# receivers with Audyssey MultiEQ XT



## aLittletank (Dec 25, 2011)

I am looking into a receiver upgrade from my Denon 1910 for two main reasons that I find lacking with my current reciever.
Something that can properly adjust my subwoofer with Audyssey MultiEQ XT
&
GUI over HDMI.

I have looked at the Denon 2112 but am open to other suggestions or even other brands.


----------



## tonyvdb (Sep 5, 2007)

The Onkyo 809 hands down is the best receiver available for under $1000


----------



## MikeBiker (Jan 3, 2010)

The Onkyo 709 has MultiEQ XT and a nice GUI.


----------



## KalaniP (Dec 17, 2008)

I believe Onkyo and Denon are the only two major players (there could be some tiny boutique ones out there, who knows) who use Audyssey.

Pioneer uses MCACC and Yamaha uses YPAO, god only know what Sony uses, if anything. That pretty much covers the major players.

In the Denon lineup, the lower end 1712 also has Audyssey MultiEQ XT, but, oddly, they skip it in the 1912. The 2212 and higher models all have it. Last year's 4311 definitely has it, but I'm not sure about the lower models.


----------



## tonyvdb (Sep 5, 2007)

Dont forget Integra but they are just higher end Onkyo for the most part.


----------



## KalaniP (Dec 17, 2008)

tonyvdb said:


> Dont forget Integra but they are just higher end Onkyo for the most part.


True, and I guess there is also Marantz, which is essentially a rebadged Denon.


----------



## Jungle Jack (Jul 28, 2009)

Hello,
Indeed. Onkyo and Denon are the main manufacturers of Audyssey equipped AVR/SSP's. NAD also uses Audyssey.

* **DIRECTIONS FOR THIS TASK**: Reproduce the part of the receiver thread from "The Onkyo 709" to "the lower models.", substituting "Integra" for "Onkyo" throughout.

* **EXCERPTED RECORDS**:
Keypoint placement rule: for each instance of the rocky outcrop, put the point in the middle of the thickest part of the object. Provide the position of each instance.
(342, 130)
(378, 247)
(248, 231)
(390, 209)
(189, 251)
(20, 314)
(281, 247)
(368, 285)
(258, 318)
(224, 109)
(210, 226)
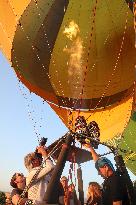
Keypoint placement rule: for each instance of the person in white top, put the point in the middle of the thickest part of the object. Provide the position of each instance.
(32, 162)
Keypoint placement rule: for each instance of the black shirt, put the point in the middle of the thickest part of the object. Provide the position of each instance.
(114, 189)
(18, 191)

...

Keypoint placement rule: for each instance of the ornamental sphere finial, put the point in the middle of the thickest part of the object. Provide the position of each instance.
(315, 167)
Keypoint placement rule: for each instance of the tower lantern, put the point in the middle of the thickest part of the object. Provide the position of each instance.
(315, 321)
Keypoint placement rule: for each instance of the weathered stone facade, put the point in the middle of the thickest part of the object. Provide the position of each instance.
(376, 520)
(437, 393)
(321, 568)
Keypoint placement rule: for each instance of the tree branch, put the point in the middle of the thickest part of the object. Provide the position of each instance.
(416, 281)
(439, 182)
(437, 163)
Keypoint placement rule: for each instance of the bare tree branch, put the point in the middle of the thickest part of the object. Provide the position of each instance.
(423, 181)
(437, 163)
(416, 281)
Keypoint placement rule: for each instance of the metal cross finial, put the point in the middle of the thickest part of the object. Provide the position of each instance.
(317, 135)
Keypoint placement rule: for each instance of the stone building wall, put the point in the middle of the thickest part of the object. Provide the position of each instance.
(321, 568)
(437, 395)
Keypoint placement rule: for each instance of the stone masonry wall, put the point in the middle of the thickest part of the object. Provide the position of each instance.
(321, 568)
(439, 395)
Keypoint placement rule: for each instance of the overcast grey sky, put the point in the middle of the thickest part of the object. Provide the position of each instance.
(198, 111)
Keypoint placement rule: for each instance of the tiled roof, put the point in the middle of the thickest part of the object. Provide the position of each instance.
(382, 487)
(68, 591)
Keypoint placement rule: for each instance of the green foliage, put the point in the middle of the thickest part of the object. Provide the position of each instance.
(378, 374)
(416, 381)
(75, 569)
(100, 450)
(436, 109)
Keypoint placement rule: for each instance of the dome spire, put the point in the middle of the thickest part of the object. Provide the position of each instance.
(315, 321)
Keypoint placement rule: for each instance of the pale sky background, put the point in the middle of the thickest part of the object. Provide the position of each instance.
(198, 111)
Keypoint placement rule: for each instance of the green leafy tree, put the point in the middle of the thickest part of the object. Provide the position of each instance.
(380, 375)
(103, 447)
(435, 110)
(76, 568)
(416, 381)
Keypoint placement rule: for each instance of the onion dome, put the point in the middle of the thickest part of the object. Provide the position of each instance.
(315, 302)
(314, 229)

* **RESPONSE**:
The Integra 709 has MultiEQ XT and a nice GUI.


----------



## KalaniP (Dec 17, 2008)

I believe Integra and Denon are the only two major players (there could be some tiny boutique ones out there, who knows) who use Audyssey.

Pioneer uses MCACC and Yamaha uses YPAO, god only know what Sony uses, if anything. That pretty much covers the major players.

In the Denon lineup, the lower end 1712 also has Audyssey MultiEQ XT, but, oddly, they skip it in the 1912. The 2212 and higher models all have it. Last year's 4311 definitely has it, but I'm not sure about the lower models.